#### [Dataset entries]
────────────────────────────────────────
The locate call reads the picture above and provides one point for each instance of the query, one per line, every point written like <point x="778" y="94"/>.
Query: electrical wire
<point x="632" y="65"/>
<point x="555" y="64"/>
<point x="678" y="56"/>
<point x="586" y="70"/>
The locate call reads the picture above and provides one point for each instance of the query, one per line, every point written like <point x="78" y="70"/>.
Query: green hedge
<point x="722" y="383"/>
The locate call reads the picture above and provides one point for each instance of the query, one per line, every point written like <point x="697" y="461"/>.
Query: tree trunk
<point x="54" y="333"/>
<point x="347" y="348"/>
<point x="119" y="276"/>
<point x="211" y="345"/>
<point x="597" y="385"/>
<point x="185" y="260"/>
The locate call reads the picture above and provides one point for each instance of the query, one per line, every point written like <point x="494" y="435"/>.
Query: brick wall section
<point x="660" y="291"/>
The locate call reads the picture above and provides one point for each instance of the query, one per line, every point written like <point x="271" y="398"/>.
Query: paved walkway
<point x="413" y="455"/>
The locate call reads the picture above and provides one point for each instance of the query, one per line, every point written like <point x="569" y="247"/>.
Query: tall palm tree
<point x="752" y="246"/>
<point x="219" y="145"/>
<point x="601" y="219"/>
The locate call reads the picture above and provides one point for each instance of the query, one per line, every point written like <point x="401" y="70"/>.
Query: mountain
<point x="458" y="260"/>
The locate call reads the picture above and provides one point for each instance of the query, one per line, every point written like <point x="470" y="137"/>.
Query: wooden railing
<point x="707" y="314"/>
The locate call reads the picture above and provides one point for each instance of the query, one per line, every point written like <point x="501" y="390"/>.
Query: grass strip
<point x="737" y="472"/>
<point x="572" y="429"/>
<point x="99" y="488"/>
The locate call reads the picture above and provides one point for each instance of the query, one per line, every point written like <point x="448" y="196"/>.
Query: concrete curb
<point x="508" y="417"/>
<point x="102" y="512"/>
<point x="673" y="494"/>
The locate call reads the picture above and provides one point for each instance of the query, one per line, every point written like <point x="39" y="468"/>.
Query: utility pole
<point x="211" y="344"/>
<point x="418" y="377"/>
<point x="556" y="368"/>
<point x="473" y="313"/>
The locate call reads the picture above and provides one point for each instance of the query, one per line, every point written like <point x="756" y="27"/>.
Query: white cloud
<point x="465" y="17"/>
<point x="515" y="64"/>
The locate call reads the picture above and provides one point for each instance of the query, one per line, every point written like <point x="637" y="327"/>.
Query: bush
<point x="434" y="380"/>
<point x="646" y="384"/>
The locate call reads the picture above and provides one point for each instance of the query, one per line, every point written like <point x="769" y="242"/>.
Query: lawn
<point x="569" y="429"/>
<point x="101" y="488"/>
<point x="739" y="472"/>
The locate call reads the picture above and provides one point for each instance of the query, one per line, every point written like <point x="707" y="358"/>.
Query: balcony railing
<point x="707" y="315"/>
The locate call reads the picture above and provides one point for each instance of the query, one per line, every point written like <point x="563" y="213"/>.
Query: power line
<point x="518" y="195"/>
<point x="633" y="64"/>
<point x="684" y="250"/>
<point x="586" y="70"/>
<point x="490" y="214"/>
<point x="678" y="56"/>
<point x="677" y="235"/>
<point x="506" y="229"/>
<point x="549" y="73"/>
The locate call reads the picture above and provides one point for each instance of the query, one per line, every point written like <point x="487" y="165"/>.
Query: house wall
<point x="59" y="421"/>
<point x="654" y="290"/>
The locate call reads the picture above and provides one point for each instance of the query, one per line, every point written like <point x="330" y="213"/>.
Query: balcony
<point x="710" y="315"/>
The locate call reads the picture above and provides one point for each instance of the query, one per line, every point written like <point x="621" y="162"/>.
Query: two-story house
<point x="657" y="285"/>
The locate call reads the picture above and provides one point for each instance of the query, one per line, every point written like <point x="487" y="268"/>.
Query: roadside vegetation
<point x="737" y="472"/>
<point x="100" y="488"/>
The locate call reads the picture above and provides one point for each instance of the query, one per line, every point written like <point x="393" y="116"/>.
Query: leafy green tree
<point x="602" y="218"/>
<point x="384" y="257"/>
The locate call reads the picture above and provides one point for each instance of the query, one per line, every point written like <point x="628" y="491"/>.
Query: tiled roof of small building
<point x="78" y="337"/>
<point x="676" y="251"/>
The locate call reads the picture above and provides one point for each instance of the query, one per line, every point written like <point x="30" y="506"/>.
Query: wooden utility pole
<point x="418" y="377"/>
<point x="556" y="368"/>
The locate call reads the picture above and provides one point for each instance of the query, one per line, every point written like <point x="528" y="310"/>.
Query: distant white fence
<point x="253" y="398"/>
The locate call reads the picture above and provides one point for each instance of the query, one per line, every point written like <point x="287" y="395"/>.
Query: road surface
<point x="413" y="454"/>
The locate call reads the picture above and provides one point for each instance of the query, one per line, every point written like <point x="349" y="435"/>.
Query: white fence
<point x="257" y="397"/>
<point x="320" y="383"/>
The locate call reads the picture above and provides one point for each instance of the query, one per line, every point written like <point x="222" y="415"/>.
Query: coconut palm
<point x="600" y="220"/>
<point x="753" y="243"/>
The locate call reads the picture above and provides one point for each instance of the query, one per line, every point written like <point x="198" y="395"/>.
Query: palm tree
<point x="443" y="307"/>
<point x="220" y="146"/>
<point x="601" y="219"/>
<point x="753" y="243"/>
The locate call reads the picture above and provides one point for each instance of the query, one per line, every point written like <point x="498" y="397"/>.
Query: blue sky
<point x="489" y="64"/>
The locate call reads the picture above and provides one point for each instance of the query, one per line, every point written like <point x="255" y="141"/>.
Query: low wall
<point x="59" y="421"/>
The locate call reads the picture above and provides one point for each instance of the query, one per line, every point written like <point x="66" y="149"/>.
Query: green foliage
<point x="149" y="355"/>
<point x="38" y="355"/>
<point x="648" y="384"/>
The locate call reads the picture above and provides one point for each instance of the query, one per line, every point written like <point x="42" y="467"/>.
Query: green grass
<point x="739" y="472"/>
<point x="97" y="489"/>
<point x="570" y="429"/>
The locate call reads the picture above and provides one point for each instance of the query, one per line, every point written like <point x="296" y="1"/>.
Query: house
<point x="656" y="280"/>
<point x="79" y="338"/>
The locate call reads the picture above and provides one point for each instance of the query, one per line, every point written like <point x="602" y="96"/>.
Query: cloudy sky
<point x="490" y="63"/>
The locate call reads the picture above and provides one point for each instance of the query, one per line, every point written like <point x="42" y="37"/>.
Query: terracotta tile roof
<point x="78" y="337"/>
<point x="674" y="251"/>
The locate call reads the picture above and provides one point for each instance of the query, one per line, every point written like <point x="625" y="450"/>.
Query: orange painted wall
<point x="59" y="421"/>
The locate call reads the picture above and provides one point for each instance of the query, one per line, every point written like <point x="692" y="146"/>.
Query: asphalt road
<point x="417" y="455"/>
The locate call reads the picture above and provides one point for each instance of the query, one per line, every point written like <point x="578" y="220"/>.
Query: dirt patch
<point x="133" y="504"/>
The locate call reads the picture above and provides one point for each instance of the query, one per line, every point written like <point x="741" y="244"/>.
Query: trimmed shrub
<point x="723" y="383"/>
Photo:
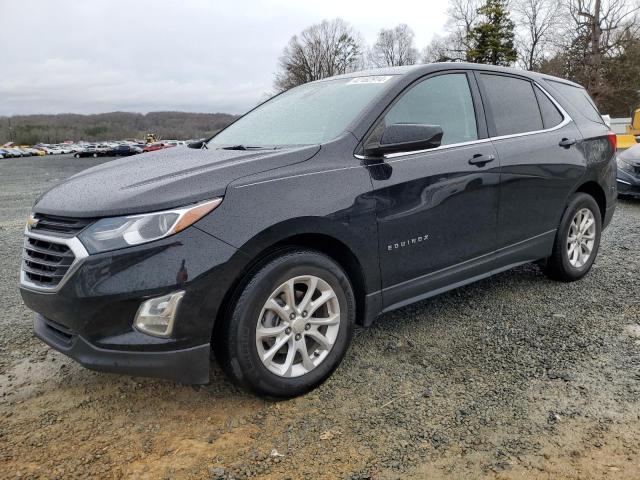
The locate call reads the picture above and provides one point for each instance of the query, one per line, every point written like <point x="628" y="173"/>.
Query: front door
<point x="436" y="209"/>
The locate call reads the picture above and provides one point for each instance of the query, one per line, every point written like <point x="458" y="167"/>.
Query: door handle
<point x="481" y="160"/>
<point x="567" y="142"/>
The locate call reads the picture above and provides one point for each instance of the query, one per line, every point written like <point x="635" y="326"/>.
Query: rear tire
<point x="299" y="299"/>
<point x="577" y="240"/>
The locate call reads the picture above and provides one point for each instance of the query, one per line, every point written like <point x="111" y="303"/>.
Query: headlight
<point x="119" y="232"/>
<point x="622" y="165"/>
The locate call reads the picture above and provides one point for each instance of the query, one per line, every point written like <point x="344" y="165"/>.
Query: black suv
<point x="324" y="207"/>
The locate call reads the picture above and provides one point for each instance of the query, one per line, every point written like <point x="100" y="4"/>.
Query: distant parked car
<point x="629" y="172"/>
<point x="125" y="150"/>
<point x="26" y="152"/>
<point x="17" y="152"/>
<point x="94" y="151"/>
<point x="156" y="146"/>
<point x="36" y="151"/>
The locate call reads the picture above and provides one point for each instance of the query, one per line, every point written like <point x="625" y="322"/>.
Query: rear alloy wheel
<point x="577" y="240"/>
<point x="289" y="326"/>
<point x="581" y="238"/>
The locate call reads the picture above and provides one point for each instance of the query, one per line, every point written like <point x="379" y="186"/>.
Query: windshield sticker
<point x="371" y="79"/>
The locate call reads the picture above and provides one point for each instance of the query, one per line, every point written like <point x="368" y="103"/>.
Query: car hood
<point x="160" y="180"/>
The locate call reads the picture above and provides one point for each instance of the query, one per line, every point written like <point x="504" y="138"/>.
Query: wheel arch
<point x="597" y="192"/>
<point x="315" y="235"/>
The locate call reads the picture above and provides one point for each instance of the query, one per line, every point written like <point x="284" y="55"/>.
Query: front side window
<point x="513" y="104"/>
<point x="310" y="114"/>
<point x="444" y="100"/>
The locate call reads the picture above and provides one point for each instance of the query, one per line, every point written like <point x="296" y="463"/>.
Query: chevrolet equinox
<point x="323" y="207"/>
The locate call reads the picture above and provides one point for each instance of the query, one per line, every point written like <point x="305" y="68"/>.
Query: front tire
<point x="577" y="240"/>
<point x="289" y="326"/>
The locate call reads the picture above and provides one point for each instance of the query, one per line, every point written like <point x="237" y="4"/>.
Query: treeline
<point x="32" y="129"/>
<point x="593" y="42"/>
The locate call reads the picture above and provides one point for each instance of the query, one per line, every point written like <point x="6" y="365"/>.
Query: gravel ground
<point x="513" y="377"/>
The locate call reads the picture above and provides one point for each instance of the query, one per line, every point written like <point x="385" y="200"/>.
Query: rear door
<point x="539" y="163"/>
<point x="437" y="208"/>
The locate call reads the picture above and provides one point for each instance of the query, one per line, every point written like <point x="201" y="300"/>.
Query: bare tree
<point x="602" y="28"/>
<point x="455" y="44"/>
<point x="463" y="16"/>
<point x="538" y="22"/>
<point x="329" y="48"/>
<point x="394" y="47"/>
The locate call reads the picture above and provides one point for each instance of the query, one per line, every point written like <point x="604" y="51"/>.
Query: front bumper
<point x="188" y="365"/>
<point x="90" y="317"/>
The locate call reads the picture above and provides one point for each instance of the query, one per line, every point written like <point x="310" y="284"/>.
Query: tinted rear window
<point x="513" y="104"/>
<point x="580" y="99"/>
<point x="551" y="116"/>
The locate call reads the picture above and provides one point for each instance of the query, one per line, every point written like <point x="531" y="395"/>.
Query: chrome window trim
<point x="565" y="121"/>
<point x="74" y="244"/>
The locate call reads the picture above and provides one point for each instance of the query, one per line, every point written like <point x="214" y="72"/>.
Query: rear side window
<point x="513" y="104"/>
<point x="580" y="99"/>
<point x="443" y="100"/>
<point x="551" y="116"/>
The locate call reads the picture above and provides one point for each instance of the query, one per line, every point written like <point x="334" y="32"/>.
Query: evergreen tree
<point x="491" y="40"/>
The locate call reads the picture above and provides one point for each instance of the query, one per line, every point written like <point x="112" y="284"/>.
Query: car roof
<point x="423" y="69"/>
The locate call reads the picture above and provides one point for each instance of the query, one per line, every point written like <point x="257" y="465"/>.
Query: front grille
<point x="63" y="334"/>
<point x="44" y="262"/>
<point x="60" y="226"/>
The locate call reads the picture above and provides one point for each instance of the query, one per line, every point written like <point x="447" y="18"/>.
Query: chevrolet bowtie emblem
<point x="32" y="222"/>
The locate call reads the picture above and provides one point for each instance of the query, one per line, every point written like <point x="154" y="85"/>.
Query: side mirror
<point x="405" y="137"/>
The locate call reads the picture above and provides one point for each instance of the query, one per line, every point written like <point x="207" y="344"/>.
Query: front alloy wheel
<point x="298" y="326"/>
<point x="289" y="326"/>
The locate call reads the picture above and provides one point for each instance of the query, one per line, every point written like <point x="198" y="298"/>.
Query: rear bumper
<point x="628" y="185"/>
<point x="189" y="365"/>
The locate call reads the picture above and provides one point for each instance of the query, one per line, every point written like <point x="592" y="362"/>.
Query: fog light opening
<point x="156" y="316"/>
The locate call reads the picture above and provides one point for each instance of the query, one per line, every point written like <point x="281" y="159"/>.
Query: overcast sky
<point x="89" y="56"/>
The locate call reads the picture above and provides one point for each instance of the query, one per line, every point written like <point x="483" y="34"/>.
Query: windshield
<point x="310" y="114"/>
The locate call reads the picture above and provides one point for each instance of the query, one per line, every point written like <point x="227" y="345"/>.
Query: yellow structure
<point x="626" y="141"/>
<point x="634" y="128"/>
────────────────────────────────────────
#### [Exercise task]
Determine how many lines of the items above contain the word "white". Reply with the number alone.

#### [Completed exercise]
3